Saved entries:
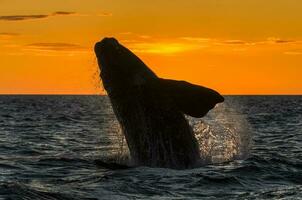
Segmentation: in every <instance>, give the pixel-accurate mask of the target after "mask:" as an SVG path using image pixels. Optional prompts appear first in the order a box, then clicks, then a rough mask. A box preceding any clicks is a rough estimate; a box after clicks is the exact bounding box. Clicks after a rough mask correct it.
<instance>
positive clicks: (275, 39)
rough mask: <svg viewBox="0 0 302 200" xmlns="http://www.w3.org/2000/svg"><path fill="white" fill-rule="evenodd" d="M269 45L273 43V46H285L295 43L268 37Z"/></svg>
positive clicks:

YOUR GOAL — Copy the lines of the material above word for word, but leave out the pictures.

REPLY TO THE TASK —
Segmentation: in every <instance>, give the pixel-accurate mask of the target after "mask:" as an SVG path using image pixels. Optional prompts appear first in the order a box, then clicks, then a rough mask. A box preceding any clicks is a rough estimate; a box after clicks is the exact bounding box. Clicks after a rough mask correct it.
<instance>
positive clicks: (275, 39)
rough mask: <svg viewBox="0 0 302 200" xmlns="http://www.w3.org/2000/svg"><path fill="white" fill-rule="evenodd" d="M269 45L273 43V46H285L295 43L268 37Z"/></svg>
positive clicks:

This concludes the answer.